Problem statement: An exact copy of all the data is needed, with every picture left out.

····················

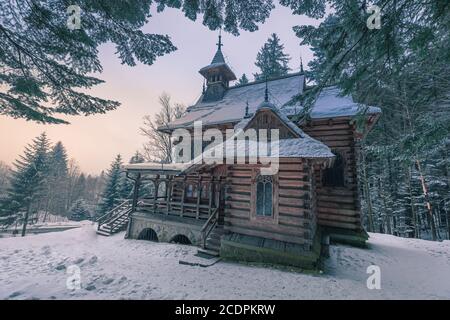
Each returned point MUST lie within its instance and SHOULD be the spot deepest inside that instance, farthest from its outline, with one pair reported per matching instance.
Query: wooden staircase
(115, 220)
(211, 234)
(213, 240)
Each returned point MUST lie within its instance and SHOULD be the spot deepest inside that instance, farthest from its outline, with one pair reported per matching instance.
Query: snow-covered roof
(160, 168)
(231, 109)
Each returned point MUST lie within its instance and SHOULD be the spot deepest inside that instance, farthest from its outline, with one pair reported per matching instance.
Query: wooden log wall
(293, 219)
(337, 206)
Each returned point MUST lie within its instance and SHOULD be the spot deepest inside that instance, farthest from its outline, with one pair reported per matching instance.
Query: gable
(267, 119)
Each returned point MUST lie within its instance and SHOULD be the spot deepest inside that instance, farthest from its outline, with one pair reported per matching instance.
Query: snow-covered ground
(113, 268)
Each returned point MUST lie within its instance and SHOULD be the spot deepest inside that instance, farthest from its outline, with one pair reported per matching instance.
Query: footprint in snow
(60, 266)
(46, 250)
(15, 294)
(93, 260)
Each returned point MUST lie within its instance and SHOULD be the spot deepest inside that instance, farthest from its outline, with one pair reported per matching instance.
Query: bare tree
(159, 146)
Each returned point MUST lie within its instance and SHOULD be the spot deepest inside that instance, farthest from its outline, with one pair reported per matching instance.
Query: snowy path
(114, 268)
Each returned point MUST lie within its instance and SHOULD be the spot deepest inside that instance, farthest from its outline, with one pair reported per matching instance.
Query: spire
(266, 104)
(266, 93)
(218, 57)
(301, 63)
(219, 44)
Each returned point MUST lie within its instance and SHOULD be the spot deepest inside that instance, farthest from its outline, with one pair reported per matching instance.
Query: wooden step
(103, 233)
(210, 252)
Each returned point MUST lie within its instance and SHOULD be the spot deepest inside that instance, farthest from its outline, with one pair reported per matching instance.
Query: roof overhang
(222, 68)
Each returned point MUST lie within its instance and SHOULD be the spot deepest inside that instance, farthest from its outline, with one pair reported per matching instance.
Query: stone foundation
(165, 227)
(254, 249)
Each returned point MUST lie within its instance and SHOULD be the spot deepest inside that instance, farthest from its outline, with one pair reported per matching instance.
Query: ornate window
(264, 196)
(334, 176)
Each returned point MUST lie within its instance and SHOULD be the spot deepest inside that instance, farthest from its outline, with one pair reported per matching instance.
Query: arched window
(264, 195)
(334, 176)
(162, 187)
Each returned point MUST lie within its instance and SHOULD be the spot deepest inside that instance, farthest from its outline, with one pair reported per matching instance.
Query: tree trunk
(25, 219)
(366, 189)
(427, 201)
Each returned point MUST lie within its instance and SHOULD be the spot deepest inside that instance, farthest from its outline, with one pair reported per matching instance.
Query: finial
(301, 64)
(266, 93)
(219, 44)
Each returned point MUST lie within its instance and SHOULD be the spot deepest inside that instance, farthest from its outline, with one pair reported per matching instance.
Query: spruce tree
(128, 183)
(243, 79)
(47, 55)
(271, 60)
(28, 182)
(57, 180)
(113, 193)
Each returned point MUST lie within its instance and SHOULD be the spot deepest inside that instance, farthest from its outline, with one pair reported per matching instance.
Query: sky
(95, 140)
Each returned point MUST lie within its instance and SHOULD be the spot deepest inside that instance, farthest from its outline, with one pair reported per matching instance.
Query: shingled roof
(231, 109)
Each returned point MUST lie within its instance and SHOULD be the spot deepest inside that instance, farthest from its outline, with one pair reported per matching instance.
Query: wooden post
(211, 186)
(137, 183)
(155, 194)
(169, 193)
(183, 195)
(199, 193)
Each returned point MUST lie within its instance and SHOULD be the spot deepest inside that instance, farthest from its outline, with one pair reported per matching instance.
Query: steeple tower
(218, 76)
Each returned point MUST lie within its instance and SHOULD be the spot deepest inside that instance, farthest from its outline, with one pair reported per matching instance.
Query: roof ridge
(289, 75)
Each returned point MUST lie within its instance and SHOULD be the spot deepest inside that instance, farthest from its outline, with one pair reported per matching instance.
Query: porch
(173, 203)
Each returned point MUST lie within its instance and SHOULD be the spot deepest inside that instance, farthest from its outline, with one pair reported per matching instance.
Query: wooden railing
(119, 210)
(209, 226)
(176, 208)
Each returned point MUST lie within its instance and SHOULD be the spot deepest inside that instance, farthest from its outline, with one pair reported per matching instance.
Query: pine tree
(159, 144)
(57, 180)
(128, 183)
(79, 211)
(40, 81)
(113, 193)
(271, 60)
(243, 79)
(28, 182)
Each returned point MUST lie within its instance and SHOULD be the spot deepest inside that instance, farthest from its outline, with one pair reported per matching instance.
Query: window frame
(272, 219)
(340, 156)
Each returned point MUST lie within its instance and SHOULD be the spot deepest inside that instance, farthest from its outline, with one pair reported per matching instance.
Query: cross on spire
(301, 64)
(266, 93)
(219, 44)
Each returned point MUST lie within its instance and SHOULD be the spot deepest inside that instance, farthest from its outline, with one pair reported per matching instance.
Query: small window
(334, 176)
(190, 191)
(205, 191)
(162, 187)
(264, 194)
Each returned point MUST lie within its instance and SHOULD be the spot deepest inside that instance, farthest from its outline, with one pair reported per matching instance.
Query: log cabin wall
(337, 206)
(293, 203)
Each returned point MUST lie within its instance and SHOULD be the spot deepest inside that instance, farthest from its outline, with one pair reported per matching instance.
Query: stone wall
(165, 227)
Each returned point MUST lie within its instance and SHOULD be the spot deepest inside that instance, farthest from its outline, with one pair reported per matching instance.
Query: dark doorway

····················

Output of the task:
Each returned point MUST lie within its instance and SHOULD be the spot deepest inside that instance, farthest from its outline, with one pair reported per matching instance.
Query: wooden staircase
(115, 220)
(211, 234)
(213, 240)
Each returned point MUST lie within its instance and SHOULD be the spot deepest inside that instance, farthest from its outline, with one pair reported per matching instance.
Query: snow-covered roof
(160, 168)
(231, 109)
Each returned point MUST lie within its instance and SHOULD be the spot deepest inside that instance, farthest from its outline, with one pair reported per matching instance.
Query: wooden log wall
(293, 219)
(337, 206)
Each returned point MUST lie within its instance and SHOULD be the spot deepest inside that instance, farthest from its outline, with one pair reported per matching instance.
Query: gable
(267, 119)
Each returned point MUST lie within its instance and SHOULD be the spot deepest inside that instance, farthest from its outline, with one pair reported per matching instance.
Query: snow-covered ground
(113, 268)
Each returned point MUST lie within its instance and SHOULD be the spot deepest inside that instance, farthest from its outline, with one pair reported per matching instance.
Query: footprint in snow
(60, 266)
(46, 250)
(15, 294)
(93, 260)
Each returned point MUST lie within its instance and SHOULD be the spot deepest inside that instance, farthest from its outline, with one pair reported per matching instance.
Query: bare tree
(159, 146)
Each returned point MUST lie within its instance and SHOULD be the spot deepest inside that instance, farthest from its outline, with one pair reported per matching instance.
Query: snowy path
(114, 268)
Each returned point MUST lie within its instance and SHOULD be the spot deepest inside that instance, farthest from its outline, with one pair reported per matching instance.
Query: spire
(266, 104)
(266, 93)
(218, 57)
(301, 63)
(219, 44)
Each returned point MUST lie within its instance and SHOULD be the spot deepest inside that instance, farthest from its outline, with one pair reported per matching instance.
Query: wooden step
(103, 233)
(210, 252)
Each returned point MUST lie within its instance and SHOULD be the spot deepest inside that instance, farthest from its outline, with one pair reported per matching instance.
Query: roof overhang
(222, 68)
Each returned point MUST lie within its instance and SHOULD be the spot deepest inside that instance, farthest from its outline, with one pair reported per matching instance.
Query: stone foundation
(165, 227)
(254, 249)
Each returned point MUST lie within its instance and SHOULD be the spot deepest inside that instance, farthest from its outline, with one pair reported per matching instance.
Query: ornate window
(264, 196)
(334, 176)
Each returned point MUST lie within its instance and SHOULD be the spot deepest inside that instance, farthest from its outline, with one pair reported per matching instance.
Query: arched window
(264, 195)
(334, 176)
(162, 187)
Each returned point MUST lie within its instance and SHOULD be the spot deepest inside that instance, farthest from its outline, with one pair reported per matching instance.
Query: tree trunk
(25, 219)
(366, 189)
(427, 201)
Each returned point MUST lie within its instance and SHOULD be the spot deepest inside that instance, farthest from its outline, with one pair reported per matching instance.
Query: finial
(301, 64)
(266, 93)
(219, 44)
Each returned point MUST lie within its instance and SHOULD be the spot deepest inside that instance, farthest from its outline, with one pair reported per matching instance.
Query: spruce tree
(128, 183)
(243, 79)
(47, 55)
(271, 60)
(28, 182)
(57, 180)
(113, 193)
Each returned point MUST lie within its instance and SHOULD be the spot deepest inside that instance, farthest from its outline, with one pair reported per matching instance.
Query: sky
(95, 140)
Each returned point MUST lie within its instance and SHOULD be the spot deepest inside that instance, farthest from its outline, with one pair reported per matching instance.
Query: shingled roof
(231, 109)
Each returned point MUST lie within its instance and SHOULD be the spot deepest inside that instance, farthest from its outline, with one pair reported per matching instance.
Query: wooden post
(211, 186)
(137, 183)
(155, 194)
(169, 193)
(183, 195)
(199, 193)
Each returned point MUST lie within its instance and SHOULD be the spot deepest inside that instance, farthest from its outline, with one pair reported per matching instance.
Query: steeple tower
(218, 76)
Each returned point MUST lie within its instance and SHOULD be the spot deepest inside that instance, farthest from its outline, with one pair reported per matching instance.
Query: roof ridge
(289, 75)
Each returned point MUST lie within its instance and SHOULD be the spot deepest inside that instance, farthest from its outline, with one pair reported per matching instance.
Query: porch
(173, 203)
Each returned point MUST lie within its instance and SHOULD be the spot deepest inside that instance, farthest from its outline, with one pair reported per matching instance.
Query: wooden railing
(119, 210)
(209, 226)
(176, 208)
Each returned point MUST lie within its instance and SHOULD be the spot deepest inside that instance, farthest from its outline, with one pair reported per matching instance.
Query: pine tree
(159, 144)
(57, 180)
(128, 183)
(79, 211)
(40, 81)
(113, 193)
(271, 60)
(243, 79)
(28, 182)
Each returned point MUST lie within its instance and SHOULD be the spot deepest inside that instance, farthest from its outline, with one pair reported per matching instance.
Query: window frame
(272, 219)
(340, 156)
Each returned point MUST lie within its instance and SHOULD be the spot deepest inside that instance, farthest from its outline, with one pair reported per matching instance.
Query: cross on spire
(301, 64)
(266, 93)
(219, 44)
Each returned point MUST lie within its instance and SHOULD be the spot deepest inside that instance, farthest from its outline, with one pair reported per matching instance.
Query: small window
(334, 176)
(190, 191)
(205, 191)
(162, 187)
(264, 194)
Each returned point MUST lie within its instance and SHOULD be the spot deepest inside that instance, farthest from its outline, with one pair reported per matching instance.
Query: log cabin wall
(337, 206)
(293, 203)
Each returned point MUST lie within its instance and SHOULD be the spot deepest inside that instance, farthest from its outline, with one pair reported per matching instance.
Query: stone wall
(165, 227)
Each returned point MUST lie within its instance and SHOULD be the spot deepest inside that instance, farthest from its outline, with one pair reported per matching instance.
Query: dark doorway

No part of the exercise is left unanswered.